---------- Texto extraído
De forma que qualquer oposição séria que fala em nome da democracia deveria partir da defesa do fim do bloqueio econômico como medida democrática em defesa da soberania nacional sem o qual não haverá governo que consiga tirar o país do sufoco da escassez e da inflação. Mesmo o relaxamento parcial do bloqueio petroleiro feito recentemente pelo governo Biden para se contrapor à Rússia não resolveu em nada a situação, pois ocorreu em condições draconianas e neocoloniais com a compra do petróleo por baixíssimo preço comparado ao mercado internacional.

Um governo de extrema-direita que venha a substituir maduro será muito pior e aprofundará a crise do país, abrindo sem restrições a espoliação do país para as grandes corporações. Não à toa a direita pretende realizar um ajuste fiscal com choque econômico semelhante ao que faz o governo Milei, mas também privatizar todas estatais e os serviços de saúde, educação e previdência, em especial a joia da coroa que é a PDVSA já que a Venezuela é detentora das maiores reservas de petróleo.

Outro objetivo que busca o imperialismo americano e europeu é dividir o território do país, arrancando o território de Essequibo de uma vez por todas da gestão venezuelana e entregando-o às petroleiras transnacionais, sob a bandeira da Guiana, onde há igualmente gigantescas reservas de petróleo e onde será mais fácil tutelar e espoliar o petróleo.
--------------------
---------- Conteúdo dos dados
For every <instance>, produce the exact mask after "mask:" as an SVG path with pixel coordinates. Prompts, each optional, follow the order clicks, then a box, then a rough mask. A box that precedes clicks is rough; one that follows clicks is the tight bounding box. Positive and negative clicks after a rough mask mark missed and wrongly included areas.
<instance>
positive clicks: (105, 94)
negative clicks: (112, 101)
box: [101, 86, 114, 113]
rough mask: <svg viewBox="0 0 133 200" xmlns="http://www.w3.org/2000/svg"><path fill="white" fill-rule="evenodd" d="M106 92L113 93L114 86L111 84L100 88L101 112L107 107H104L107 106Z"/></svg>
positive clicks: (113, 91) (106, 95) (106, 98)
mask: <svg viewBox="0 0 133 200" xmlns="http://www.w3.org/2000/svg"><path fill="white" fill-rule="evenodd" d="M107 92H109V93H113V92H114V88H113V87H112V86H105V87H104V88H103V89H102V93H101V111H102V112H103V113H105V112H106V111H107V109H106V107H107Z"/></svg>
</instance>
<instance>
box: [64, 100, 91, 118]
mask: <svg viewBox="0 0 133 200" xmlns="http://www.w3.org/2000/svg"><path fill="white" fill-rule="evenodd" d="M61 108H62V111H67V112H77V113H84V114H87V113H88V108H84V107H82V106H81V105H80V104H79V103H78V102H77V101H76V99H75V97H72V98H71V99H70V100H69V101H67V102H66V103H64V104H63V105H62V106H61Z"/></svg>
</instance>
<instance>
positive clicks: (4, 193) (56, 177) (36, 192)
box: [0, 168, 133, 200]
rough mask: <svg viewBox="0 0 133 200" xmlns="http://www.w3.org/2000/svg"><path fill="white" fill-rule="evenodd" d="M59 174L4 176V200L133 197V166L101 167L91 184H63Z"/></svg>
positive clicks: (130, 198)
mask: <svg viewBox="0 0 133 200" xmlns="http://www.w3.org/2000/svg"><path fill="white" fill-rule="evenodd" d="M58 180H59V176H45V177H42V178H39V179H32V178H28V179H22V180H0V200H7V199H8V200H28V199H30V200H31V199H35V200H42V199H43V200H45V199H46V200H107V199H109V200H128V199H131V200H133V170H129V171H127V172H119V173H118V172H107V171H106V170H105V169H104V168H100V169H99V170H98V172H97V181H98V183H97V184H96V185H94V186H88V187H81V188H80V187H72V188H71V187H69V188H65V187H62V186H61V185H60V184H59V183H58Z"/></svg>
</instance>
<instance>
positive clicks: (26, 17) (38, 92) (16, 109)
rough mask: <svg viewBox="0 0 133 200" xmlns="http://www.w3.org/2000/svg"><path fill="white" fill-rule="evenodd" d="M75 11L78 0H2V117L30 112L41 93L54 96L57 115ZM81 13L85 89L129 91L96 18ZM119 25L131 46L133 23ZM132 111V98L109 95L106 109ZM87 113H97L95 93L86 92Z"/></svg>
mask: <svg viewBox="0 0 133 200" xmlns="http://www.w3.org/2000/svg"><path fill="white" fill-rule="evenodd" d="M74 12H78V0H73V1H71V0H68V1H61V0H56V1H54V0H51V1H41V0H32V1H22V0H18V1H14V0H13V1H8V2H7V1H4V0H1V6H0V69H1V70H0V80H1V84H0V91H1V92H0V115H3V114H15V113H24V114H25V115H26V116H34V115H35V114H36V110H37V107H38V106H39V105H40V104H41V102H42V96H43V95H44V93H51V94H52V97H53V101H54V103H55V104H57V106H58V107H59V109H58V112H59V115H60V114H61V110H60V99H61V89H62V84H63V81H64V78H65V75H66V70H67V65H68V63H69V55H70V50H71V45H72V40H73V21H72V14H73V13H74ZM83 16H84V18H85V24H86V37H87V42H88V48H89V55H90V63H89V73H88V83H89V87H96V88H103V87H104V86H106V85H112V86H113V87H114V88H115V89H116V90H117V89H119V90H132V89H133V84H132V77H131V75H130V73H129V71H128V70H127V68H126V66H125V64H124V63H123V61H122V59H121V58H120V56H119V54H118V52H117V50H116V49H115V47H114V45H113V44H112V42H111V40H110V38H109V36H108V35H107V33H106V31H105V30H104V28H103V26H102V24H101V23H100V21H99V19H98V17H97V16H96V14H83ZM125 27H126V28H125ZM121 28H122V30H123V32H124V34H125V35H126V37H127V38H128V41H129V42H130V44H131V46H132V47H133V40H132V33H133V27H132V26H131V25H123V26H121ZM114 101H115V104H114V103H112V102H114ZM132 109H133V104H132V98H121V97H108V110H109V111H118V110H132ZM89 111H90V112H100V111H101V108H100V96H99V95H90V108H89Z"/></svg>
--------------------
Requisito 1
Indique se cada afirmação abaixo está de acordo com o texto sobre a Venezuela, respondendo sim ou não e citando literalmente as palavras do texto que decidem a questão.
(a) O relaxamento parcial do bloqueio petroleiro feito pelo governo Biden resolveu a situação do país.
(b) A direita pretende privatizar a PDVSA.
(c) No território da Guiana não há reservas de petróleo.
Requisito 2
Dê prosseguimento ao texto sobre a Venezuela a partir da última frase apresentada.

Resposta da tarefa 1
(a) Não: "não resolveu em nada a situação".
(b) Sim: "privatizar todas estatais e os serviços de saúde, educação e previdência, em especial a joia da coroa que é a PDVSA".
(c) Não: "onde há igualmente gigantescas reservas de petróleo".

Resposta da tarefa 2
É preciso criticar e combater a dinâmica autocrática que Maduro assumiu e aprofundou que não ajuda em nada o enfrentamento contra a extrema-direita. Há notícias de corretos processamentos, prisões e interdições dos guarimbeiros que atearam fogo em ativistas sociais, conspiradores militares e líderes golpistas, mas também de sindicalistas, ativistas sociais e lideranças da esquerda socialista. Partidos de esquerda e movimentos sociais devem ter plena liberdade de funcionamento e apresentação de candidaturas, sem interferência do Estado como ocorreu com o Partido Comunista, o PPT e outros.

Por outro, seria um erro gigantesco partir da insatisfação dos grupos de esquerda ou de segmentos dos movimentos sociais e sindicais para justificar o apoio à candidatura de oposição pró-imperialista. Nenhuma saída progressiva, em nome da democracia, poderá ser construída ao lado da extrema-direita, seja quem for o partido ou liderança, estando ou não ilegalizado.

A hierarquia política primeira e fundamental da luta de classes e da classe trabalhadora mundial, no capitalismo, desde a sua consolidação como sistema mundial de Estados no Século XX, é combater a ordem imperialista. Construir uma alternativa independente, dos setores explorados e oprimidos do país que hoje mais sofrem com o bloqueio econômico e com os erros de Maduro deve partir desse princípio básico e elementar.

As organizações da esquerda socialista não têm candidatura própria nas eleições venezuelanas, mas há uma ameaça maior que é a possibilidade de vitória da candidatura do imperialismo. A violência dos grupos de extrema-direita e a autocracia a que será submetido o país para impor o neocolonialismo será 10 vezes mais grave. Lembremos do que ocorreu com o Iraque. Em nome da democracia, os EUA destruíram o país e mataram milhares para saquear as reservas de petróleo.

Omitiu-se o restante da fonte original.